▶ **ENTRIES**
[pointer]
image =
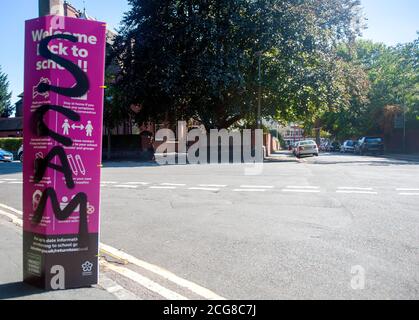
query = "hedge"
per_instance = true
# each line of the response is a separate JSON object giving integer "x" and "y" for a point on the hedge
{"x": 11, "y": 144}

▶ **PROBLEM TO WORK ON**
Turn the lines above into a Markdown table with two columns, No. for the row number and Line for the line itself, and drop any blank lines. Leave the pictures out.

▶ **SOLUTION**
| No. | Line |
|---|---|
| 1 | [pointer] |
| 2 | image = |
| 3 | query = "hedge" |
| 4 | per_instance = true |
| 5 | # each line of the response is a separate JSON object giving integer "x" and "y" for a point on the hedge |
| 6 | {"x": 11, "y": 144} |